Given instruction: Reproduce the article about Adam Erne below in full, word for word.

Given passage:
◆ ◆ ◆ ◆
As an American playing in Quebec City the past two seasons, Adam Erne hasn't been the least bit overwhelmed.

It probably stems from the fact the 6-foot-1, 195-pound left wing for the Quebec Remparts of the Quebec Major Junior Hockey League has been a roadie for much of his hockey-playing life.

"My dad [Erik] had me skating before I could walk, but I've always played far away," Erne told "I played an hour away when I was a mite, and over an hour away as a squirt."

Erne moved to New Hampshire for two years before taking his game to California with the Los Angeles Selects when he turned 13. It's an unusual path for a native of New Haven, Conn. He actually billeted with the family of Tri-City Americans goalie Erik Comrie of the Western Hockey League when the two were bantams in Los Angeles.

Playing for Patrick

Adam Erne not only has enjoyed his time playing for the Quebec Remparts of the Quebec Major Junior Hockey League, but has relished the opportunity to be coached by Hockey Hall of Fame member Patrick Roy.

"Quebec City has been fun; they don't treat you any different than any other city," Erne told "The fans love their players."

Erne, who is enjoying his second season in Quebec, was asked what it's been like having Roy as his coach.

After retiring from the NHL in 2003, Roy joined the Remparts. On Sept. 29, 2005, he was named coach of the team.

"He's tough, but he's a really good guy," Erne said. "He expects a lot, but he's a winner and knows what he's talking about. He's not going to let you fail, so he'll push and push, and if he's yelling, it just means he cares."

Roy believes Erne, No. 13 on NHL Central Scouting's midterm ranking of the top North American skaters for the 2013 NHL Draft, is a solid prospect.
◆ ◆ ◆ ◆
Dataset section:
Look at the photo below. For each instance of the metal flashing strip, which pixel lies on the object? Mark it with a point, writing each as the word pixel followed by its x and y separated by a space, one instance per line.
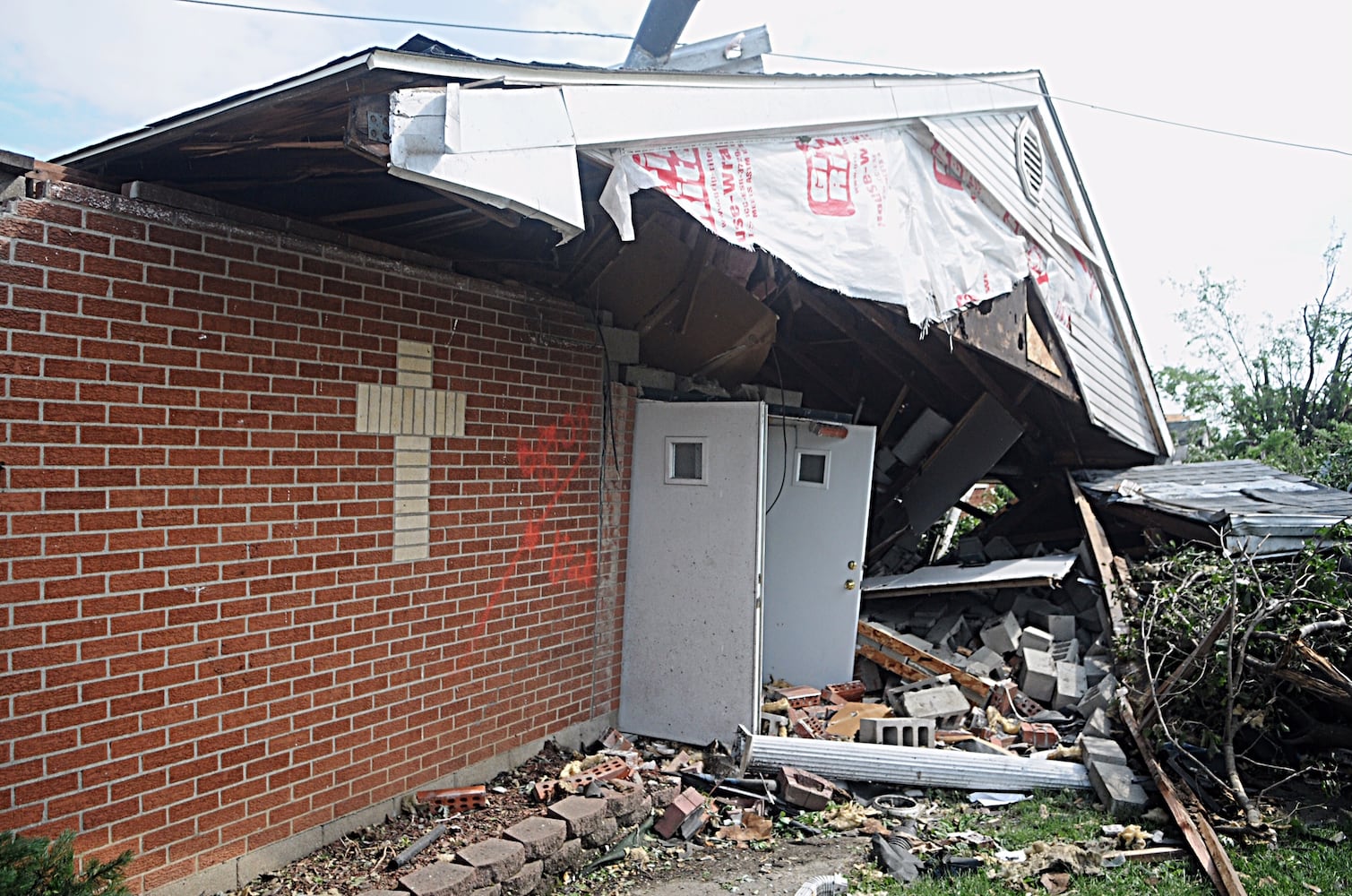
pixel 1001 573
◆ ◆ ◆ ◆
Task answer:
As an American playing in Quebec City the past two seasons, Adam Erne hasn't been the least bit overwhelmed.

It probably stems from the fact the 6-foot-1, 195-pound left wing for the Quebec Remparts of the Quebec Major Junior Hockey League has been a roadie for much of his hockey-playing life.

"My dad [Erik] had me skating before I could walk, but I've always played far away," Erne told "I played an hour away when I was a mite, and over an hour away as a squirt."

Erne moved to New Hampshire for two years before taking his game to California with the Los Angeles Selects when he turned 13. It's an unusual path for a native of New Haven, Conn. He actually billeted with the family of Tri-City Americans goalie Erik Comrie of the Western Hockey League when the two were bantams in Los Angeles.

Playing for Patrick

Adam Erne not only has enjoyed his time playing for the Quebec Remparts of the Quebec Major Junior Hockey League, but has relished the opportunity to be coached by Hockey Hall of Fame member Patrick Roy.

"Quebec City has been fun; they don't treat you any different than any other city," Erne told "The fans love their players."

Erne, who is enjoying his second season in Quebec, was asked what it's been like having Roy as his coach.

After retiring from the NHL in 2003, Roy joined the Remparts. On Sept. 29, 2005, he was named coach of the team.

"He's tough, but he's a really good guy," Erne said. "He expects a lot, but he's a winner and knows what he's talking about. He's not going to let you fail, so he'll push and push, and if he's yelling, it just means he cares."

Roy believes Erne, No. 13 on NHL Central Scouting's midterm ranking of the top North American skaters for the 2013 NHL Draft, is a solid prospect.